Aggiorna il tratto che va dalla riga contenente "Keep to these rules. Indicate every instance of the long" fino alla fine delle righe, sostituendo "blue sky" con "clear sky" e lasciando invariato tutto il resto. Riporta soltanto quel tratto.

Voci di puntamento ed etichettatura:
__________________________________________________

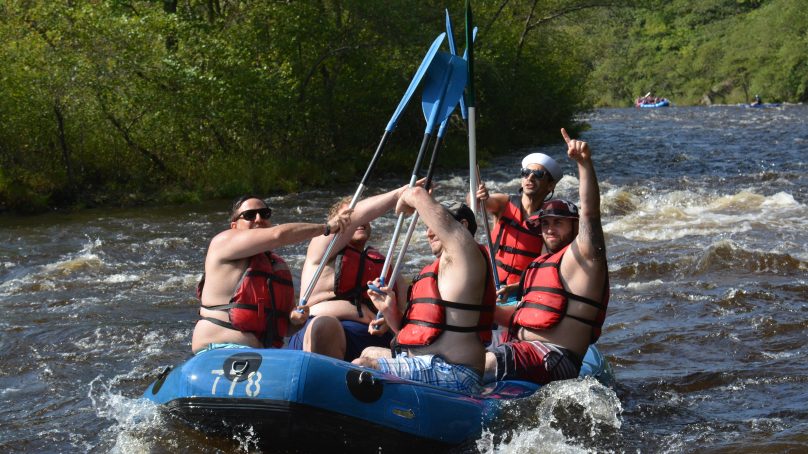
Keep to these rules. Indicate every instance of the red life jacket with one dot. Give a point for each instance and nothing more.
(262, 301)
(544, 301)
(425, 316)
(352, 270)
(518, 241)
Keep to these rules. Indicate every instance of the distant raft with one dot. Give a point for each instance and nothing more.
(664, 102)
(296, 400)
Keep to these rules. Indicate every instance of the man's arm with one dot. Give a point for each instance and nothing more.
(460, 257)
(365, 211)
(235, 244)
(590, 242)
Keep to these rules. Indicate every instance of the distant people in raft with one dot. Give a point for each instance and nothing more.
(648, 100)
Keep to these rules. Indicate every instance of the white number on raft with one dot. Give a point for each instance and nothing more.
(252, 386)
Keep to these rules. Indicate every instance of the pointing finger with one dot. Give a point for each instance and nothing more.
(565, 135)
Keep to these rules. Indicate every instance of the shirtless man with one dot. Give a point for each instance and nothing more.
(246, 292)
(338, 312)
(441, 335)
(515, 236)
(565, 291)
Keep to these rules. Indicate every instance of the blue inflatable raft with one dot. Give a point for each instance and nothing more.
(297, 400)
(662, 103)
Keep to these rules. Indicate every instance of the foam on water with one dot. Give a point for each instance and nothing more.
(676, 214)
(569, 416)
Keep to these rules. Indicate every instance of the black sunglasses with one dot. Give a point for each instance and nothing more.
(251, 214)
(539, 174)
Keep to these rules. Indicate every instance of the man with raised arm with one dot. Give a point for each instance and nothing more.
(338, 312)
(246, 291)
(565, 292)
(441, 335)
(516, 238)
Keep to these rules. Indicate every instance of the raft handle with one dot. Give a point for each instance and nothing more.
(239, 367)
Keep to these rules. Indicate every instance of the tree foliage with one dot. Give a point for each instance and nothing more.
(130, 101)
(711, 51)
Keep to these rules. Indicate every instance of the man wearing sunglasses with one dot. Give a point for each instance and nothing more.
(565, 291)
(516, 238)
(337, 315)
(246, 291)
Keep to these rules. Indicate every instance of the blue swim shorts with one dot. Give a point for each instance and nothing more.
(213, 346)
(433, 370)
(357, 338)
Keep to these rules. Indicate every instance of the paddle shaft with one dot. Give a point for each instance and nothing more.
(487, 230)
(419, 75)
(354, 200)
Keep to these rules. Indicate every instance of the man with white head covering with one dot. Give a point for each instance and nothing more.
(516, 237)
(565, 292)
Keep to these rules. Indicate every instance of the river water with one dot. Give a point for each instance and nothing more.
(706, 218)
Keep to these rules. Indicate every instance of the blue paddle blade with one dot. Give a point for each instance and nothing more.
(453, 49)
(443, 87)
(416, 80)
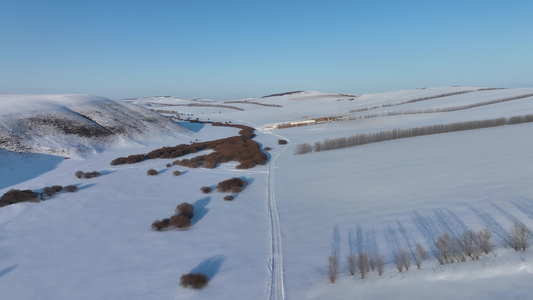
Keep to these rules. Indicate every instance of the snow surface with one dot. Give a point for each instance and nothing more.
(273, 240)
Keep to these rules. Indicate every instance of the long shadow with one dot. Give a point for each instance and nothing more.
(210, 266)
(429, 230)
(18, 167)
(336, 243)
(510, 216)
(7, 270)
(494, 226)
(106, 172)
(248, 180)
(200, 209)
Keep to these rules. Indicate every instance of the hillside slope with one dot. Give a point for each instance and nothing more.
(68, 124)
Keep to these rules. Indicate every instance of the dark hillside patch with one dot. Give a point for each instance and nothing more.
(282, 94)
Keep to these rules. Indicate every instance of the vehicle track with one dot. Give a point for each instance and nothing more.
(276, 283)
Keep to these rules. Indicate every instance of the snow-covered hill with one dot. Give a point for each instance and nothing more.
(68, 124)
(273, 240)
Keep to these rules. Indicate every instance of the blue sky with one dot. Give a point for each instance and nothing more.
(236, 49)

__________________________________________________

# Risposta svolta
Keep to these rules. Indicate every instance of the long shadow with one dot. Give a point for each instance and nothing more.
(210, 266)
(429, 230)
(18, 167)
(336, 243)
(510, 216)
(7, 270)
(494, 226)
(106, 172)
(248, 180)
(200, 209)
Keep to these rules. Indicate every instance of the hillside slope with one dot. Give a point for each instance and nothing more.
(68, 124)
Keep to these rules. Indicate every instance of the dark hillside patch with one dot. Give a point for each instance and nothing more.
(282, 94)
Keep to these rules. Indicate every instance of the vehicle track with one dot. Give a point for each instance and nothing more.
(276, 283)
Keep to these rules. Indicate every instance of the snow-covered hill with one dot. Give a point for each instance and nothing more.
(68, 124)
(273, 240)
Keep to these rules. Indicate every instance of the clear sky with one dot. Give a point for each instance and nothing more.
(236, 49)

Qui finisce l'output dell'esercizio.